+++ RECORDS PROVIDED
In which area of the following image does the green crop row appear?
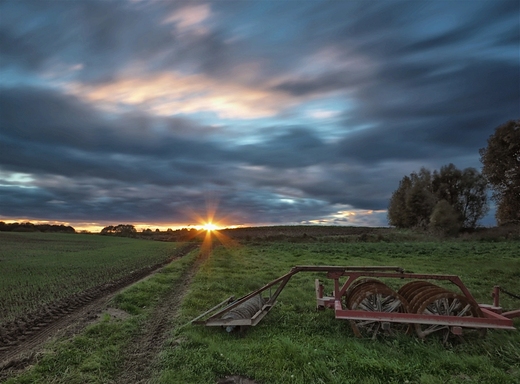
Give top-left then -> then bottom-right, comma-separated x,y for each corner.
0,232 -> 181,324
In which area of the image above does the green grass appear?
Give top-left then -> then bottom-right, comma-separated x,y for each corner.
0,232 -> 181,324
160,241 -> 520,384
4,247 -> 198,384
4,239 -> 519,383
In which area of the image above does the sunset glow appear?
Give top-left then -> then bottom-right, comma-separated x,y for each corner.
202,222 -> 218,232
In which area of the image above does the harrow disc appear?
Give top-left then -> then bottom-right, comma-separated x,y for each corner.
409,286 -> 450,313
346,280 -> 411,339
413,291 -> 482,342
345,278 -> 387,309
398,280 -> 437,304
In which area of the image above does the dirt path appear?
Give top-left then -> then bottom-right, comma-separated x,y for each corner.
114,253 -> 202,384
0,243 -> 199,380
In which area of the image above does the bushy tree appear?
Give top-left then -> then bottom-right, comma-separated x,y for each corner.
432,164 -> 488,228
430,200 -> 461,235
480,119 -> 520,225
388,168 -> 436,229
458,168 -> 489,228
100,224 -> 136,237
407,168 -> 436,228
388,164 -> 488,230
387,176 -> 413,228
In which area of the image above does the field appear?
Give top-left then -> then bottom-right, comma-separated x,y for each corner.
0,232 -> 182,324
1,231 -> 520,383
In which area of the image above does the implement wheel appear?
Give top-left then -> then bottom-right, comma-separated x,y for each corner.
414,291 -> 484,343
346,280 -> 411,339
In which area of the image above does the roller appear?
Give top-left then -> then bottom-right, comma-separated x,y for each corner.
221,294 -> 264,332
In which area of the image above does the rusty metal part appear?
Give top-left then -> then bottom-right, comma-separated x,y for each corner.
344,278 -> 381,302
409,287 -> 450,313
398,281 -> 436,303
347,281 -> 411,339
414,291 -> 482,341
398,280 -> 432,297
345,279 -> 387,309
221,295 -> 265,332
489,286 -> 520,320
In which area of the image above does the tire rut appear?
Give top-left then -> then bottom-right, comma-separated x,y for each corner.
0,243 -> 199,379
114,253 -> 202,384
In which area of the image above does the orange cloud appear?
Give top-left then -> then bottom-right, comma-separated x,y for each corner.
67,71 -> 295,119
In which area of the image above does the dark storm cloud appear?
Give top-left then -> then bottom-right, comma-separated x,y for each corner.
271,1 -> 519,164
0,0 -> 518,227
335,59 -> 519,164
0,85 -> 359,224
0,0 -> 231,83
273,71 -> 364,97
232,128 -> 332,168
0,87 -> 227,161
0,86 -> 346,224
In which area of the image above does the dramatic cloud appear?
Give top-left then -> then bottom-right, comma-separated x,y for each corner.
0,0 -> 518,230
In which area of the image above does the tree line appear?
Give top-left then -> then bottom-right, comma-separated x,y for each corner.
388,119 -> 519,232
0,222 -> 75,233
100,224 -> 204,241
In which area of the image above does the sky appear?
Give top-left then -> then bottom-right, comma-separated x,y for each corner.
0,0 -> 519,231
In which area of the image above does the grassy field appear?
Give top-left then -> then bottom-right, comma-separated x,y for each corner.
0,232 -> 181,324
3,236 -> 520,383
166,241 -> 520,383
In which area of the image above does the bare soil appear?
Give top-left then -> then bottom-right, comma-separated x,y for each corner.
0,243 -> 199,380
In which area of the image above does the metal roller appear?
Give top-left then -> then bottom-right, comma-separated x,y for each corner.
221,294 -> 264,332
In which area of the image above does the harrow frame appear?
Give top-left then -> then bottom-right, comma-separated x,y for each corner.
191,265 -> 518,336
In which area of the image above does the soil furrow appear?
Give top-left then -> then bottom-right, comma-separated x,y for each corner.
0,243 -> 199,379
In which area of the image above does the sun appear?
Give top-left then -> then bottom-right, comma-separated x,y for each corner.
202,222 -> 218,232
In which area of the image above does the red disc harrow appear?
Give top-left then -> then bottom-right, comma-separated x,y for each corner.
192,266 -> 519,340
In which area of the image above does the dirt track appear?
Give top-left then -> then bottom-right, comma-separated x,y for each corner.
115,253 -> 201,383
0,243 -> 199,380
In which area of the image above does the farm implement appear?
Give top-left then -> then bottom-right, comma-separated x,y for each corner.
192,266 -> 519,341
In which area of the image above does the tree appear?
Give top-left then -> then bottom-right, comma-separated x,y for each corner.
430,200 -> 461,235
432,163 -> 461,207
100,225 -> 116,235
388,164 -> 488,230
388,168 -> 435,229
480,119 -> 520,225
432,164 -> 488,228
100,224 -> 136,237
387,176 -> 413,228
407,168 -> 436,228
458,168 -> 489,228
142,228 -> 153,236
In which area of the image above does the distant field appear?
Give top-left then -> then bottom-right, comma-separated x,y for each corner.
0,232 -> 180,324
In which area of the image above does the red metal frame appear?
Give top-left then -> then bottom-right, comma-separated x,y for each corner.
192,265 -> 518,333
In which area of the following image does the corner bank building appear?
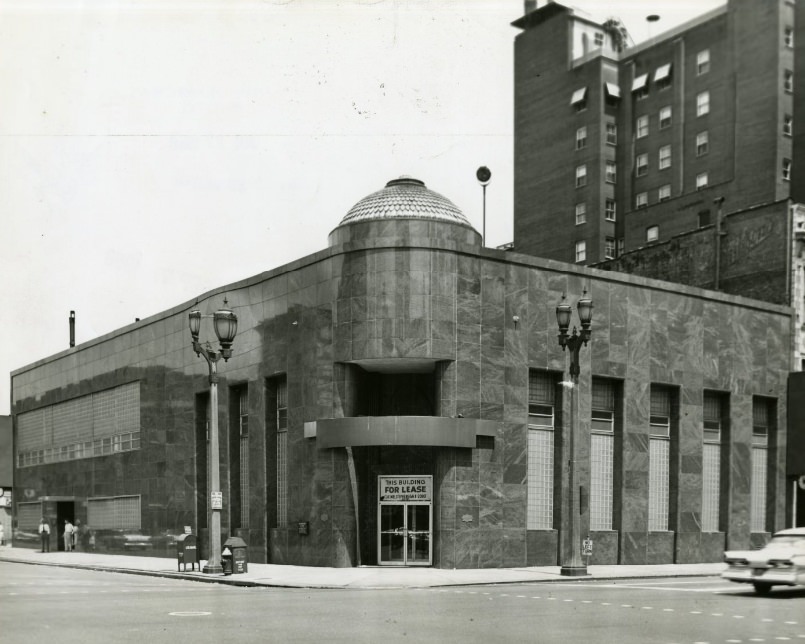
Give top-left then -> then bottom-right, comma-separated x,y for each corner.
11,177 -> 794,568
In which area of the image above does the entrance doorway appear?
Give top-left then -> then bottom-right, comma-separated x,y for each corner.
377,476 -> 432,566
55,501 -> 75,552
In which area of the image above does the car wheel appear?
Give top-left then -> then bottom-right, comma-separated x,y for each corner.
753,583 -> 772,595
++++++
§ WHAT IS EXPECTED
Using the records above, report the count of lines holding "cloud" and nothing else.

§ WRITTEN REPLY
3